[[ DOCUMENT SECTION, beginning ]]

The stock of Thyrocare Technologies gained nearly 4 per cent in early trade (1 per cent higher at close) after the company indicated a recovery in non-Covid business in the quarter. Recovery in overall testing volumes is expected to help the company post a 34 per cent year-on-year (YoY) growth in revenues in Q3.
The company indicated that the revival in business coupled with aggressive marketing to promote preventive health care packages across key markets have helped increase sales. The growth is slightly lower than analysts’ expectations, which had pegged it around 40 per cent.
While volumes would still be largely Covid-led, the share of the Covid business to revenues is expected to reduce from 42 per cent in Q1 to around 26 per cent in Q3, due to reduction in prices for the tests. Margins in the quarter, according to analysts at ICICI Securities, will be lower as the non-Covid segment, which is largely business-to-business, is yet to recover completely and some of the cost savings during the lockdown starts to reverse.
Also the business mix within Covid tests will have to lean more towards RT-PCR rather than rapid antigen tests, which is currently the case for margins to move up. Operating profit margins for the quarter are expected to be 100-200 basis points lower YoY and sequentially at about 39 per cent.

[[ DOCUMENT SECTION, end ]]

* WORK INSTRUCTION A *
Reproduce the part of the Thyrocare earnings text that opens with the words containing "The stock of" and closes with "40 per cent.".
* WORK INSTRUCTION B *
Resume the Thyrocare earnings text after its last sentence.
None of the listing is needed for this work.

[[ DATA FOR ANALYSIS, beginning ]]

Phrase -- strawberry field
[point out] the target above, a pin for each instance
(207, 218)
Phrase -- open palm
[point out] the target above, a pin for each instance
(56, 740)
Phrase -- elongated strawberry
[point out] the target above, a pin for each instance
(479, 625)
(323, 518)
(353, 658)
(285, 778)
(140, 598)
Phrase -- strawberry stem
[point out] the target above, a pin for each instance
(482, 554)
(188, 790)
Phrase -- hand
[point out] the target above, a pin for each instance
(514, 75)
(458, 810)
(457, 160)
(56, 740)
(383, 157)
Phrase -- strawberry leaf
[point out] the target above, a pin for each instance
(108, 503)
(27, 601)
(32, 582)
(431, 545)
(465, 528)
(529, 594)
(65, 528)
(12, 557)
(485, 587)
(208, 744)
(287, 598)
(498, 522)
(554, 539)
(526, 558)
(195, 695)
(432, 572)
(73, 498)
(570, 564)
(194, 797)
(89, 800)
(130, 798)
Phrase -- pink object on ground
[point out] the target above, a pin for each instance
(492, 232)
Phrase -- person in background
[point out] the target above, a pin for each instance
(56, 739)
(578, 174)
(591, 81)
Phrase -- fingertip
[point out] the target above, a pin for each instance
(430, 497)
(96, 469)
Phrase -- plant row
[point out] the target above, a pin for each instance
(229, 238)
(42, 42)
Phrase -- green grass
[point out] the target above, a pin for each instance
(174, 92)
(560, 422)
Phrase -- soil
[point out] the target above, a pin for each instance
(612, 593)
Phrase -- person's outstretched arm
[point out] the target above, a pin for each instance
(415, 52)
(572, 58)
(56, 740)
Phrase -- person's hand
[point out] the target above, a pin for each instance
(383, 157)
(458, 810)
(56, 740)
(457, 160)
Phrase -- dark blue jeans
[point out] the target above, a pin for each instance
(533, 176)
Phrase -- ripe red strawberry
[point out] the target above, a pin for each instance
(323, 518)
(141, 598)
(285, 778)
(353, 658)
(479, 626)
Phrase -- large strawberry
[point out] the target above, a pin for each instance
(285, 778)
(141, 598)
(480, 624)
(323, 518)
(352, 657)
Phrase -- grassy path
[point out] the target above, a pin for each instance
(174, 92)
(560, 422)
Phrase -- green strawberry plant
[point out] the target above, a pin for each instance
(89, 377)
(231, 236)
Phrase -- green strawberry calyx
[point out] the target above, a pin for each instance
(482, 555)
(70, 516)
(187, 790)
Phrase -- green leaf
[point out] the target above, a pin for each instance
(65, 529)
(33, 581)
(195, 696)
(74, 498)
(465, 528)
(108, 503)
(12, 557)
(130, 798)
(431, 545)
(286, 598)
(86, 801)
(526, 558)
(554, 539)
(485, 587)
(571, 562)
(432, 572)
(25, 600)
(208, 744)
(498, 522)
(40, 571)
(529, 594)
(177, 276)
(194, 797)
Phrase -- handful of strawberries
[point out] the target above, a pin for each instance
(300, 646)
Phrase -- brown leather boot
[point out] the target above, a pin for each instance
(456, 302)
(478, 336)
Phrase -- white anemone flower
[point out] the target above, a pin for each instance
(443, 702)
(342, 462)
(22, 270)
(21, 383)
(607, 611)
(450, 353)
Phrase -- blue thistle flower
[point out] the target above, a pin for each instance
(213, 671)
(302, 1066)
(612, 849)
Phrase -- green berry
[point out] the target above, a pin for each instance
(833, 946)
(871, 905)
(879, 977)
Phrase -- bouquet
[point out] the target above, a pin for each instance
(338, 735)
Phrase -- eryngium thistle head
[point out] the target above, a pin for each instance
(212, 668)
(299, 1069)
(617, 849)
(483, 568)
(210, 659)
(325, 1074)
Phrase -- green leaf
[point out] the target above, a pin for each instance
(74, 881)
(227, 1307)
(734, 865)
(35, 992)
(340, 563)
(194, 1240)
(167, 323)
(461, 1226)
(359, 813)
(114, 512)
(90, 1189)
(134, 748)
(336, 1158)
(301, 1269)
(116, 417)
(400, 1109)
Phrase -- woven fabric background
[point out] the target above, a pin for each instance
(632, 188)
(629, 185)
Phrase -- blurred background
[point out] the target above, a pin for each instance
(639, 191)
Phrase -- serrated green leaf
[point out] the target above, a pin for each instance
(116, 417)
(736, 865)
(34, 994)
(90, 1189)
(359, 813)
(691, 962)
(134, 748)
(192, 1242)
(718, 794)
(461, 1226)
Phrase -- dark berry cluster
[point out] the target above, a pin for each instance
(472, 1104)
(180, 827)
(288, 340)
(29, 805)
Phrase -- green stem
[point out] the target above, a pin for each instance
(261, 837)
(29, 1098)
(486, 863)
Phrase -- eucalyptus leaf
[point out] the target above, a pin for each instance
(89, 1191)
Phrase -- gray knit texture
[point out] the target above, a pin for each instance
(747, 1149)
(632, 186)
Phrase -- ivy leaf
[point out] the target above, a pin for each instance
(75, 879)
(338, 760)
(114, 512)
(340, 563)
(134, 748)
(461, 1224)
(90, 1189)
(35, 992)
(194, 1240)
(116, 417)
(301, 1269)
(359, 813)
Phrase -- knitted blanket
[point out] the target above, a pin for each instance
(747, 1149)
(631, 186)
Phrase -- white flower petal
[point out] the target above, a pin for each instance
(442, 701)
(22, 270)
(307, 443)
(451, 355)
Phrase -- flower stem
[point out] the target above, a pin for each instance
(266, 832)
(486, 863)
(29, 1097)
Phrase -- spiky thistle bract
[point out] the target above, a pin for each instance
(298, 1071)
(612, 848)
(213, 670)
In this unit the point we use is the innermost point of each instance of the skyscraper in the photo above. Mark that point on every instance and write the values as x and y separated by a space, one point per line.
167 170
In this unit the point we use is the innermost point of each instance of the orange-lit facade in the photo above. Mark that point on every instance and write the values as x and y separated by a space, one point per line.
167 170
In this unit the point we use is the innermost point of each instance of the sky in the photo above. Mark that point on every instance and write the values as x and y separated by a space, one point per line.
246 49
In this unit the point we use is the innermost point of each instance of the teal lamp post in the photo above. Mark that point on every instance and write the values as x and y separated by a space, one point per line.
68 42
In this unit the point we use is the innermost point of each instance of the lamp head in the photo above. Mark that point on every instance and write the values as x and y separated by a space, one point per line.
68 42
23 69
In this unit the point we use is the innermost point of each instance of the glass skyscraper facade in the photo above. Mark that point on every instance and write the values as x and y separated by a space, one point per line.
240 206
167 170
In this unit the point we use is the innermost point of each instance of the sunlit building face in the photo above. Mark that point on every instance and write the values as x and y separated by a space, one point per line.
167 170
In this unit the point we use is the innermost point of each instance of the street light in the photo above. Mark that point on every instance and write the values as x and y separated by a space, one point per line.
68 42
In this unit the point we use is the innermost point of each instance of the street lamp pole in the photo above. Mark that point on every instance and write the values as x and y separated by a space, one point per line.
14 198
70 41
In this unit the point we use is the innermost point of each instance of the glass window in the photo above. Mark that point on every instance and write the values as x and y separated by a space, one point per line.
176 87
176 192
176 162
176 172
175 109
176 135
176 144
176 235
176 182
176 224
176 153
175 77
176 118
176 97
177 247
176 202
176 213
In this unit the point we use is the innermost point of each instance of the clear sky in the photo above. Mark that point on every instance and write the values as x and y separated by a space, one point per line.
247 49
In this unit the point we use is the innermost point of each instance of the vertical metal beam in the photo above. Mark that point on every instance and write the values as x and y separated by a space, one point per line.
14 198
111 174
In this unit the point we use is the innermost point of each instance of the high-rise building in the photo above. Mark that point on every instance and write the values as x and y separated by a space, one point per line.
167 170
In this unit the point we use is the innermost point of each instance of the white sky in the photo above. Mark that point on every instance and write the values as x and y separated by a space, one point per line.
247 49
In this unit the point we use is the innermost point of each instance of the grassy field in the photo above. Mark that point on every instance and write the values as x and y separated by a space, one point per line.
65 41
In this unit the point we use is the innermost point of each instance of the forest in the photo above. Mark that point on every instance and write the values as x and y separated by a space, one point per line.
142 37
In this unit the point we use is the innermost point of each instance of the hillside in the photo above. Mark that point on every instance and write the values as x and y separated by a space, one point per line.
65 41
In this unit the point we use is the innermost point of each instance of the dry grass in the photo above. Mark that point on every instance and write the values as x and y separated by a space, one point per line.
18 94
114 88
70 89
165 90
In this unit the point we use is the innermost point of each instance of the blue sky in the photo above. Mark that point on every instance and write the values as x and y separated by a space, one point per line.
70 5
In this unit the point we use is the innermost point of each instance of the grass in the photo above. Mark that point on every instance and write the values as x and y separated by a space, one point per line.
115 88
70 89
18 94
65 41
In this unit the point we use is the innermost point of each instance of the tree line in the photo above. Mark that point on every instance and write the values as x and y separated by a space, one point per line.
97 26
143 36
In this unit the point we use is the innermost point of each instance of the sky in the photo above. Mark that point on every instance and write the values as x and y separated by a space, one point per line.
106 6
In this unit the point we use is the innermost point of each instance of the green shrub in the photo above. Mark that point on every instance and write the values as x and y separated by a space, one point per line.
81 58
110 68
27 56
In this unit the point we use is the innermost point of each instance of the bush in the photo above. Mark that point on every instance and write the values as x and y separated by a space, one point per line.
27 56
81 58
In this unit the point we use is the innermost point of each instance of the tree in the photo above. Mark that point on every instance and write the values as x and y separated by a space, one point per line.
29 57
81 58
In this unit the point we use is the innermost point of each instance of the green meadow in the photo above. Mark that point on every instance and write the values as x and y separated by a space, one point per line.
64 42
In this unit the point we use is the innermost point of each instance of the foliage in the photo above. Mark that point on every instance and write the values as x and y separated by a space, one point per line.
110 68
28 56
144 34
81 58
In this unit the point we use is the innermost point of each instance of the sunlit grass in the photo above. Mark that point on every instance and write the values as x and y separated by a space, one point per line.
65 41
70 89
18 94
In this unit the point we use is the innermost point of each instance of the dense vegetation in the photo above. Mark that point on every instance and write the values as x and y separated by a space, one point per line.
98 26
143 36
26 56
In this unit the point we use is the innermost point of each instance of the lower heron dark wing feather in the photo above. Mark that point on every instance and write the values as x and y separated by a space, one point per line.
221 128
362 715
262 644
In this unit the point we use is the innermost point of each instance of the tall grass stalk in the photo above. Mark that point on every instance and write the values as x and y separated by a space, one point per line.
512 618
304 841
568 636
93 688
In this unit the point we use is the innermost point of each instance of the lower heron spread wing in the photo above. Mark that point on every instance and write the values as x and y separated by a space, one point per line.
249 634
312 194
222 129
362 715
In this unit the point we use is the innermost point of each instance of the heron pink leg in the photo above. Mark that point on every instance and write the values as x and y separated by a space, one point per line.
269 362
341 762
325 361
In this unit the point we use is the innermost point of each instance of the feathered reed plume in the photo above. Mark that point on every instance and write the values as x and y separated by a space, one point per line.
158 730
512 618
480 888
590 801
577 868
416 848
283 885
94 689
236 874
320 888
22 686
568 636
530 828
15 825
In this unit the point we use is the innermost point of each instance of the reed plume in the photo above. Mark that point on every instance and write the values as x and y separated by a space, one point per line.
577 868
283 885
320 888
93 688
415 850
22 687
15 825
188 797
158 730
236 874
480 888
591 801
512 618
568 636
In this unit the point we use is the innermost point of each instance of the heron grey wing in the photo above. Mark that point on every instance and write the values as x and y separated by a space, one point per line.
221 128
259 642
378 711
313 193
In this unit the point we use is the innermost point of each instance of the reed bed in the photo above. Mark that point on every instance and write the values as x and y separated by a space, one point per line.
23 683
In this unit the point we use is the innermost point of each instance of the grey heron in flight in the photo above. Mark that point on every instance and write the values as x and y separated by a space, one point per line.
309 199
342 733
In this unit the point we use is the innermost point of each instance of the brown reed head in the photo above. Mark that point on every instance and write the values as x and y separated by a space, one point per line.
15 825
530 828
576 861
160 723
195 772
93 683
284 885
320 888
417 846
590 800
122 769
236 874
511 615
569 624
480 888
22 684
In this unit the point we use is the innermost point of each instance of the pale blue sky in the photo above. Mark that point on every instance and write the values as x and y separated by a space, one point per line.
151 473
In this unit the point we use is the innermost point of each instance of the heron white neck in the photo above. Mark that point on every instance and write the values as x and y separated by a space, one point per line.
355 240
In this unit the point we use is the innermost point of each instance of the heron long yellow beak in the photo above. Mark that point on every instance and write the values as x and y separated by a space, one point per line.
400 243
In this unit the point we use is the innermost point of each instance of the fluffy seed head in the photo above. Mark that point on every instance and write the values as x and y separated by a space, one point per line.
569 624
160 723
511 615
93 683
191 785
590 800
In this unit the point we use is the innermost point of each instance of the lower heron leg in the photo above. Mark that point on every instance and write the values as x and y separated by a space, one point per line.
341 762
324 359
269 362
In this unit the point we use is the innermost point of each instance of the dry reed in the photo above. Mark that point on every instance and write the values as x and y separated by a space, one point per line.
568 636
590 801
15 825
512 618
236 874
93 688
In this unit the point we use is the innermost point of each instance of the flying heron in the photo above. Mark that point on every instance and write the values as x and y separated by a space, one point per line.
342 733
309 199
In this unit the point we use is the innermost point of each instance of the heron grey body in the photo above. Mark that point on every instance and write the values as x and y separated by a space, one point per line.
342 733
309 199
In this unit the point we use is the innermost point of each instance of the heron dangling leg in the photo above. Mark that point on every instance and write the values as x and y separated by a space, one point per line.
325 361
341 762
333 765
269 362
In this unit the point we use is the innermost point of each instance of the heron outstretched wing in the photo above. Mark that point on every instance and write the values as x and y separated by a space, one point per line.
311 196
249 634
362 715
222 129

[[ DATA FOR ANALYSIS, end ]]

* FINAL ANSWER A *
The stock of Thyrocare Technologies gained nearly 4 per cent in early trade (1 per cent higher at close) after the company indicated a recovery in non-Covid business in the quarter. Recovery in overall testing volumes is expected to help the company post a 34 per cent year-on-year (YoY) growth in revenues in Q3.
The company indicated that the revival in business coupled with aggressive marketing to promote preventive health care packages across key markets have helped increase sales. The growth is slightly lower than analysts’ expectations, which had pegged it around 40 per cent.

* FINAL ANSWER B *
In addition to Covid business, the growth metrics for the core business will be a key monitorable in the quarter. Most analysts expect this to grow at 10 per cent.
One key trigger for the sector is lower competitive intensity. In addition to the unorganised players, analysts believe any reduction in aggression by PE-backed players will help diagnostic chains such as Thyrocare to expand and gain market share.
While the competition will need to be monitored, analysts believe the stock may not provide sharp returns after the 83 per cent rally over the past year. The stock has been rerated from 26 times one-year forward earnings estimates to over 40 times now, and given the lack of new triggers, it will be difficult to meet expectations once the Covid-19 driven growth wears off in a couple of quarters.